Are Glass Substrates the Next Option for Fan-out Packaging?

Are Glass Substrates the Next Option for Fan-out Packaging?

As you all may know, in most fan-out wafer level packages (FOWLP) such as embedded wafer level ball grid array (eWLB) by Infineon and STATS ChipPAC, and TSMC’s integrated fan out (InFO), the chip(s) are embedded in epoxy molding compound (EMC). Additionally, in some fan-out panel-level packaging (FOPLP) such as those being built by Fraunhofer IZM and J-Devices, the chip(s) are embedded in EMC. Other companies, such as AT&S, Unimicron, and Imbera, are embedding chips in a laminate organic substrate.

In my opinion,  in general, chips that are embedded in a laminated organic substrate cannot be larger than 5mm x 5mm, due to the thermal expansion mismatch between the silicon chip (2.5×10-6/oC) and the organic substrate (15×10-6/oC – 18×10-6/oC). 

On June 28, 2013 (priority date: March 5, 2013), Maxim Integrated filed a patent (US 20140252655 A1), for an invention by Khanh Tran, Arkadii V. Samoilov, Pirooz Parvarandeh, and Amit S. Kelkar, “Fan-out and Heterogeneous Packaging of Electronic Components,” proposing to embed the chip(s) in a silicon substrate (Figure 1). A paper was presented during the IMAPS International Conference.

Figure 1: Maxim’s patent drawing for a chip embedded in a silicon substrate.

Again, my opinion is that, in general, the size of the chip cannot be larger than 4mm x 4mm (or the size of the silicon package cannot be larger than 5mm x 5mm). This is because of the thermal expansion mismatch between the silicon (package) substrate (not the chip) and the PCB (18×10-6/oC).

On May 31, 2017, at IEEE ECTC, George Institute of Technology (GIT) will present an alternative to EMC, organic laminate, and silicon, by presenting the very first demonstration of chips embedded in a glass substrate for FOPLP (Figure 2). The paper represents a collaborative effort by GIT, Schott, Asahi Glass Co., Ltd., and DISCO Corporation.

Figure 2: GIT’s fan-out approach with chips embedded in a glass substrate. (L) P&P chips on glass cavities. (R) Chips on glass substrate cavities.

Will this glass fan-out (GFO) technology popular? I cannot tell. But, at least, it adds a new direction in fan-out packaging! ~ J. Lau

  • Ken Kuang

    Nice article!

  • Dev Gupta

    After fumbling around for years trying to push glass as a lower cost replacement for Si in 2.5d interposers, the GIT group seems to have finally accepted its limits ( slower rate in etching TGVs, hence higher cost ) and instead have started leveraging its inherent strengths ( lower tan delta : great for front end in LTE 5, RF does n’t require too many vias ) and the ability to tailor CTE to match various packaging materials ( from Si to organic ) as in the embedded package to be presented at ECTC 2017 ( something like that was done at GE way back in 1990 by Bob Wojnarowski ), but even w/o any embedding glass is a great temporary back up material during processing ( not just 300 mm but at up to panel sizes ), since it reduces warpage during processing, thus enables finer L/S. Coreless substrates processed that way are being used in flip chip packages that give interconnect density, DTR just as good as the much ballyhooed FO WLP but at a lower capital cost. Qualcomm uses it for their latest AP.

◆ **GIVEN ENTRIES**
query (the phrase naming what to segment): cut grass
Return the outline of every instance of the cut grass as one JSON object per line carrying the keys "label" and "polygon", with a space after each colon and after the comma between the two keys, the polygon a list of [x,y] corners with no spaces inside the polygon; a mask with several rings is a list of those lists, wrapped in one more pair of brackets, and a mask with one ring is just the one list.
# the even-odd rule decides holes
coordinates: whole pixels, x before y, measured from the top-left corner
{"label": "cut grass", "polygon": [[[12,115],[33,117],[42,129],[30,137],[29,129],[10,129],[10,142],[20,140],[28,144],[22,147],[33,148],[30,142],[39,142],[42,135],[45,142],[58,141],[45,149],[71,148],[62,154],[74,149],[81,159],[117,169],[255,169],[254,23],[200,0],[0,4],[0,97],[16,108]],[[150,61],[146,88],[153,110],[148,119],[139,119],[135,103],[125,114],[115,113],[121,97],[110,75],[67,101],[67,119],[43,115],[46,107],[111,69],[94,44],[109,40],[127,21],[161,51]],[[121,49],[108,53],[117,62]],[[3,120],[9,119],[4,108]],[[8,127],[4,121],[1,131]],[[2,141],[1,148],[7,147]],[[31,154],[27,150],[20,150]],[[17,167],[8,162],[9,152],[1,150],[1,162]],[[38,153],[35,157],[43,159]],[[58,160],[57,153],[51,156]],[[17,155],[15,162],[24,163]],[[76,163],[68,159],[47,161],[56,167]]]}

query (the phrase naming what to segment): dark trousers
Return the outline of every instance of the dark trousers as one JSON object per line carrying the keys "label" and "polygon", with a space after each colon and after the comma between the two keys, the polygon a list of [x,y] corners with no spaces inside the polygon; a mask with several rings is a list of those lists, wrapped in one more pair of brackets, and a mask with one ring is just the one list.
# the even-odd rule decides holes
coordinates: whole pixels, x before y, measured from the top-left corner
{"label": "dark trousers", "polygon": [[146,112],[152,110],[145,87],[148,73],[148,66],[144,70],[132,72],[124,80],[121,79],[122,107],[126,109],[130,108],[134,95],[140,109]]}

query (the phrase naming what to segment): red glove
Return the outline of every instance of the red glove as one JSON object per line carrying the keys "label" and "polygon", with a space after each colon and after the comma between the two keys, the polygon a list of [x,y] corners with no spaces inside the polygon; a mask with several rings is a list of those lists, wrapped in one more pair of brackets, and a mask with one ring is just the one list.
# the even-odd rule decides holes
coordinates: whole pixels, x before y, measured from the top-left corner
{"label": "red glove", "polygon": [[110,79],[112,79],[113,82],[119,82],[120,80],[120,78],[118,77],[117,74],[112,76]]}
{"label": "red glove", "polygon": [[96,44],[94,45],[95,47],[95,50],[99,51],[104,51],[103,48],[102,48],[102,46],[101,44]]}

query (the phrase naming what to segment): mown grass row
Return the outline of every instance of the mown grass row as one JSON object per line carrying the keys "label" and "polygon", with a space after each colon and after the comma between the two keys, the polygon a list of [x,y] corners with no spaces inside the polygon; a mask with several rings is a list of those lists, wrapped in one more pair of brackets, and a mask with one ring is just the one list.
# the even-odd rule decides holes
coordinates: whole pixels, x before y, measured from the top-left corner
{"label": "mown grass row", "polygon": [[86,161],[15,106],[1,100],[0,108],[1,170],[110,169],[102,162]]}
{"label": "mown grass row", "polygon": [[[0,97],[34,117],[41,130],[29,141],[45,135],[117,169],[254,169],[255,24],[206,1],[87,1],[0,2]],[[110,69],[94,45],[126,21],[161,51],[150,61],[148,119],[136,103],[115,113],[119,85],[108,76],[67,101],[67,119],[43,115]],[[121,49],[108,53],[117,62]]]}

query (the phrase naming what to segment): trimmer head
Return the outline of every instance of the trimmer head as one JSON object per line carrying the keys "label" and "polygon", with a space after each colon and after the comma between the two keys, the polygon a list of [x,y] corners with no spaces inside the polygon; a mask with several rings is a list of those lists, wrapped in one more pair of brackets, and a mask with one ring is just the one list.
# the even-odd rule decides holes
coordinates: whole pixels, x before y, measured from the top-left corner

◆ **TASKS TO PERFORM**
1. Name every inventor listed on the Maxim Integrated patent described in the piece on glass substrates for fan-out packaging.
2. Update the piece on glass substrates for fan-out packaging from "On June 28, 2013" to "a silicon substrate.", changing "silicon substrate" to "ceramic substrate" throughout that stretch.

◆ **THE RESPONSES**
1. Khanh Tran, Arkadii V. Samoilov, Pirooz Parvarandeh, and Amit S. Kelkar

2.
On June 28, 2013 (priority date: March 5, 2013), Maxim Integrated filed a patent (US 20140252655 A1), for an invention by Khanh Tran, Arkadii V. Samoilov, Pirooz Parvarandeh, and Amit S. Kelkar, “Fan-out and Heterogeneous Packaging of Electronic Components,” proposing to embed the chip(s) in a ceramic substrate (Figure 1). A paper was presented during the IMAPS International Conference.

Figure 1: Maxim’s patent drawing for a chip embedded in a ceramic substrate.